Stored data entries
BEGIN
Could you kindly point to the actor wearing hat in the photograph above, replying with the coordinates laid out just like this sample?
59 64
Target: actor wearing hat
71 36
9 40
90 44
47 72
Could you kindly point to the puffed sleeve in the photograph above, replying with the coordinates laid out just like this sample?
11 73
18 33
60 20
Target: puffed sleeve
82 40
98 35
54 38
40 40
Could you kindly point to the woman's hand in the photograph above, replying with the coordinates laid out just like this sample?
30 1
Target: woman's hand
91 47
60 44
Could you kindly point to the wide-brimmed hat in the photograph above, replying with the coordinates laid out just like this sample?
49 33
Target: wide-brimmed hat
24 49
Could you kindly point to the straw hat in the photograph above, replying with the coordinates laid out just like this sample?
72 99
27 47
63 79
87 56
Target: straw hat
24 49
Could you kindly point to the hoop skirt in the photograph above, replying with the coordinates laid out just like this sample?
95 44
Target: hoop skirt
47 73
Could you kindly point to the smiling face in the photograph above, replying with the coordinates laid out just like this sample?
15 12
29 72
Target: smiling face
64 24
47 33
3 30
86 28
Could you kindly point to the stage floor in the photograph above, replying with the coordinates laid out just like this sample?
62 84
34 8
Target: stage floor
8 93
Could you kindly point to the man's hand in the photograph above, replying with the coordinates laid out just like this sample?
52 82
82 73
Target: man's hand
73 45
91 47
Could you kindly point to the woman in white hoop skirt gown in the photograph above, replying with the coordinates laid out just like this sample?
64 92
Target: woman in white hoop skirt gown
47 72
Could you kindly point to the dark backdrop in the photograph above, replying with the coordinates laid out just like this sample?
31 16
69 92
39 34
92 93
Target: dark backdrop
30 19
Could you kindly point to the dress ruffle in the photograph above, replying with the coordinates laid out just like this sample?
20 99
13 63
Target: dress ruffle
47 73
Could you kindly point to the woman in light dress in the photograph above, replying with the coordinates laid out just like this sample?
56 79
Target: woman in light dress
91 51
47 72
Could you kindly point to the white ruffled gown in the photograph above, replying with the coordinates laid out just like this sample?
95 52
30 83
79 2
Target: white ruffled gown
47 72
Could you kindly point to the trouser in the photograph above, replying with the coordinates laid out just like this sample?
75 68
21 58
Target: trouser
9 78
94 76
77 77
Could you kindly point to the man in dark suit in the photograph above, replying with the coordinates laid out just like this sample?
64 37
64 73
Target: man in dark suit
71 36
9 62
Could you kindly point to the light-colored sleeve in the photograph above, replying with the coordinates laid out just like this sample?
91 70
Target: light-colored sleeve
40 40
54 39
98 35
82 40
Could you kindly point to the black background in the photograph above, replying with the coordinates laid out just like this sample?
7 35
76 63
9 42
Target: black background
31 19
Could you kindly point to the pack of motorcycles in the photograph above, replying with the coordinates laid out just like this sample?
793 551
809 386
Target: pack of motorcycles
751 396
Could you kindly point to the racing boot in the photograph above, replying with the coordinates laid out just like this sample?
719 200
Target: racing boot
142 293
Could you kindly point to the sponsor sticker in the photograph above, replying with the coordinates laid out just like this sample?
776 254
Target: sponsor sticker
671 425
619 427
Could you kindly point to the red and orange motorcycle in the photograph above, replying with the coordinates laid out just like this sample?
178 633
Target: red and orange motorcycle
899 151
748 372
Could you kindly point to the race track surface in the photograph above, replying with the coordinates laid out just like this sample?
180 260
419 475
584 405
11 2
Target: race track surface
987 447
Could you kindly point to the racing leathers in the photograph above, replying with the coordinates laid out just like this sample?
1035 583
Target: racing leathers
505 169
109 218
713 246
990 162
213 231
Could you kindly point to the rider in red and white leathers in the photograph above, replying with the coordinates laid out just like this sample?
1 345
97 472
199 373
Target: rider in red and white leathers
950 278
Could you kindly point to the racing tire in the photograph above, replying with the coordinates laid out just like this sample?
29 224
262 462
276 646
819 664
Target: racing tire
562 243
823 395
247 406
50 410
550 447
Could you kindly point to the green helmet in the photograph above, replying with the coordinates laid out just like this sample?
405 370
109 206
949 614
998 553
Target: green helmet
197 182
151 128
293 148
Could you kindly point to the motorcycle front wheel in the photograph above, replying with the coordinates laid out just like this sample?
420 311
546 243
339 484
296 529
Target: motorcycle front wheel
END
* _TASK DIRECTIONS_
Starting at the line that contains "Could you kindly point to the racing tire", output each remaining line of the listing, the last line included, exactly as it appears.

* _THE REPLY_
Could you kindly point to the racing tire in the photograph above, replying with the coordinates laid out just like this sample?
29 224
262 462
276 646
819 664
Target: racing tire
562 243
823 395
247 406
50 410
550 447
Could you kindly point to the green helmet in the photograph above, replying with the coordinates laid out just like this sample?
405 370
109 206
949 614
998 553
Target: green helmet
197 182
151 128
293 148
Could you kindly point to the motorcycle front wheel in the photograph above, replying with the coordinates laid out just like this sample?
420 311
546 243
339 484
296 529
Target: motorcycle front wheel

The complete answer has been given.